Your instructions
Keep writing the article below on the alleged ₹20 crore gravel contract in Rajasthan, starting right after its last sentence.

--- Page ---

₹20 Crore Gravel Contract to a Paper Leak Accused's Father — Is Rajasthan BJP Funding the Very Mafia It Promised to Crush?

S Venkateshwari

Rajasthan Congress chief Govind Singh Dotasra has alleged that the father of Suresh Dhaka — wanted in at least 10 paper leak cases — received a ₹20 crore bajri (gravel) contract from the BJP-led state government. According to News18 Hindi, the claim directly attacks the credibility of CM Bhajan Lal Sharma's governance, which was built on promises to dismantle the paper leak syndicate.

A ₹20 crore government gravel contract. A fugitive wanted in ten paper leak cases. And a family connection that links the two. Govind Singh Dotasra, Rajasthan's Congress president, has lobbed a political grenade that, if even partially true, does not merely embarrass Chief Minister Bhajan Lal Sharma's BJP government — it detonates the single plank on which that government asked Rajasthan's youth to trust it.

--- Records shown ---

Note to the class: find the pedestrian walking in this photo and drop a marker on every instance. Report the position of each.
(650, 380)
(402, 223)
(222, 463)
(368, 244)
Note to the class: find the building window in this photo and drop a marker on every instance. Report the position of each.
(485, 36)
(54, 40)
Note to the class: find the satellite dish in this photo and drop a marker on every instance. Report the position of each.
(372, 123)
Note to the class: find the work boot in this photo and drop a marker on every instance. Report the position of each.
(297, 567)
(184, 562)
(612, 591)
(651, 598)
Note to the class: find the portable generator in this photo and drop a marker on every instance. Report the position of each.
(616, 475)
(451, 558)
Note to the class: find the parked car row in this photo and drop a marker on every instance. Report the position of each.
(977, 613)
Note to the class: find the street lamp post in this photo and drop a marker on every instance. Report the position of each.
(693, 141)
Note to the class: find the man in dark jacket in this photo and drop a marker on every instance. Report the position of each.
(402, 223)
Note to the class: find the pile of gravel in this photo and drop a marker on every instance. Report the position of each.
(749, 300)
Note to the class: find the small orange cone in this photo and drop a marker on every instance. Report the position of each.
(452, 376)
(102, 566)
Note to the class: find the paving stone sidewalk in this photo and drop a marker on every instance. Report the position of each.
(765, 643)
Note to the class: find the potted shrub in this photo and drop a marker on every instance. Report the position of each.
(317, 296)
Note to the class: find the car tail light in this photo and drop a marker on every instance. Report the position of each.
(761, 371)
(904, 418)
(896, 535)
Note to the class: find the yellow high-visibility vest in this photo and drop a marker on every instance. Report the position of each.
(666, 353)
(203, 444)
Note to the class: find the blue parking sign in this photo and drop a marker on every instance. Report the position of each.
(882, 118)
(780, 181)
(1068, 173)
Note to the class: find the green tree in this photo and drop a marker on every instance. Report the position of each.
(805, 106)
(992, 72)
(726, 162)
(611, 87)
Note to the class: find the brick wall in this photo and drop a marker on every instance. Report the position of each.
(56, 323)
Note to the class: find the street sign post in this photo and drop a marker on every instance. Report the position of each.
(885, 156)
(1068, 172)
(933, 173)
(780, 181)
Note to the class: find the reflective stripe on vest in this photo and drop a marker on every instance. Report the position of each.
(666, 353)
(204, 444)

---

Result of this task
According to News18 Hindi, Dotasra has alleged that Suresh Dhaka — a man wanted in at least ten separate paper leak FIRs — has a father who was awarded a bajri (gravel) contract worth ₹20 crore by the very state machinery that is supposedly hunting Dhaka down. Let that settle for a moment: the government that promised to crush the paper leak mafia is alleged to be writing cheques to the accused's household.

This is not a stray accusation from a disgruntled backbencher. Dotasra is the state Congress chief — a man who lost his own government partly because the paper leak crisis eroded public trust in Rajasthan's establishment under the previous Gehlot dispensation. For him to turn that exact weapon back on the BJP tells you something important: he believes the wound is deep enough to cut both ways.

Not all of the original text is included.